EXERCISE INSTRUCTIONS: Reproduce the LiPCoT summary word for word, the stretch from "LiPCoT introduces a" through "through LPC-based tokenization.".

*** Opening TEXT BLOCK ***

LiPCoT: Linear Predictive Coding based Tokenizer for Self-supervised Learning of Time Series Data via Language Models

TL;DR

LiPCoT introduces a linear predictive coding–based tokenizer to convert time series into discrete tokens suitable for NLP models like BERT, enabling self-supervised learning on time-series data. By constructing latent spaces from LPC, cepstral, and dominant spectral representations and clustering them into a token vocabulary, LiPCoT facilitates effective self-supervised pretraining and downstream tasks. In a Parkinson's disease EEG classification study, LiPCoT–BERT outperformed four CNN-based baselines across precision, recall, accuracy, AUC, and F1, demonstrating strong benefits even on relatively small datasets and highlighting invariance to sampling rate and length. The work points to a promising direction for scalable time-series foundation models and self-supervised learning through LPC-based tokenization.

*** Closing TEXT BLOCK ***
*** Opening DATA LISTING ***

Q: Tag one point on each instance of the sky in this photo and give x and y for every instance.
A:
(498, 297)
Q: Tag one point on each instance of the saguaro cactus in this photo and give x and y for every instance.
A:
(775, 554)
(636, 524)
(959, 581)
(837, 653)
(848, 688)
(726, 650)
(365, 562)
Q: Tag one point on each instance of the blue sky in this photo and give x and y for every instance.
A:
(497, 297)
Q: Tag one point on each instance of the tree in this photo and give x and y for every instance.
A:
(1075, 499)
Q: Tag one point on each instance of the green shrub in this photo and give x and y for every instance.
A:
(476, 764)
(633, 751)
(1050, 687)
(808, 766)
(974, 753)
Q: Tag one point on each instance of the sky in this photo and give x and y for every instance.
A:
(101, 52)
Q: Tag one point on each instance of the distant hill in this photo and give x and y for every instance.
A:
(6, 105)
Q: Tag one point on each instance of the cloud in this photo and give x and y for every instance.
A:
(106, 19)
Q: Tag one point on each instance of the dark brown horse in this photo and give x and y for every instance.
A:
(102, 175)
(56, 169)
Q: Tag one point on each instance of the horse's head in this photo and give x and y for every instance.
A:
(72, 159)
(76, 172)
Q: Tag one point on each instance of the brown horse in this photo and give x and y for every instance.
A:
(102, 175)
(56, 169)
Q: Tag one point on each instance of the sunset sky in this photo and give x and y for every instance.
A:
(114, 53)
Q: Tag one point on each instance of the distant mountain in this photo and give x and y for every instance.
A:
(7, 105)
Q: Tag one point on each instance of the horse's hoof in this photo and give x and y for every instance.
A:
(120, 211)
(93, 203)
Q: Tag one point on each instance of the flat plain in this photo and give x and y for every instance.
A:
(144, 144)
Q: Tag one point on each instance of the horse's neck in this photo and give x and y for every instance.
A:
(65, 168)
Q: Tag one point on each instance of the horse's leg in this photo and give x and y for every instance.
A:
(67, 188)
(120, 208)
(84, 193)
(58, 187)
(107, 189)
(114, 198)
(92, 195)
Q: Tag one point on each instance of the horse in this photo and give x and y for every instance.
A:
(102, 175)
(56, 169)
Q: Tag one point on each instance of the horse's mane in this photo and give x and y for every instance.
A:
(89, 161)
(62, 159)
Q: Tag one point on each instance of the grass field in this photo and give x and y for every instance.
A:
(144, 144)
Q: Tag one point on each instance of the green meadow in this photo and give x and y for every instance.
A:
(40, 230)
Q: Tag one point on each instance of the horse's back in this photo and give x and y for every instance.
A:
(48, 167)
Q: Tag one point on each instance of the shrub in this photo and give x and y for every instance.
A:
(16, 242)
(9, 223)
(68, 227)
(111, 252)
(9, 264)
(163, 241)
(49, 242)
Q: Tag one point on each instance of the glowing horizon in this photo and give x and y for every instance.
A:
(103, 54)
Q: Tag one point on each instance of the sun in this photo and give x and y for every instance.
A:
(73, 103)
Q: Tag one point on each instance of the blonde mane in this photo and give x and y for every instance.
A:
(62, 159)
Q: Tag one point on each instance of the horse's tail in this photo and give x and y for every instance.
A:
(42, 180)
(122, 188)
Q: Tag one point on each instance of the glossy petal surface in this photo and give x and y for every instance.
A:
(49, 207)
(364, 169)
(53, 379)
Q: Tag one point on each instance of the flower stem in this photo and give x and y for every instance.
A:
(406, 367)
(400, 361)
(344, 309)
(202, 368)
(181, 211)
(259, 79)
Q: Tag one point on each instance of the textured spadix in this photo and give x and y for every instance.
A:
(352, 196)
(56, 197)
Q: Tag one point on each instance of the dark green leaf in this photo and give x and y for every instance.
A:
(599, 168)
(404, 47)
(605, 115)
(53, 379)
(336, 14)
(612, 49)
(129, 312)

*** Closing DATA LISTING ***

ANSWER BOX:
LiPCoT introduces a linear predictive coding–based tokenizer to convert time series into discrete tokens suitable for NLP models like BERT, enabling self-supervised learning on time-series data. By constructing latent spaces from LPC, cepstral, and dominant spectral representations and clustering them into a token vocabulary, LiPCoT facilitates effective self-supervised pretraining and downstream tasks. In a Parkinson's disease EEG classification study, LiPCoT–BERT outperformed four CNN-based baselines across precision, recall, accuracy, AUC, and F1, demonstrating strong benefits even on relatively small datasets and highlighting invariance to sampling rate and length. The work points to a promising direction for scalable time-series foundation models and self-supervised learning through LPC-based tokenization.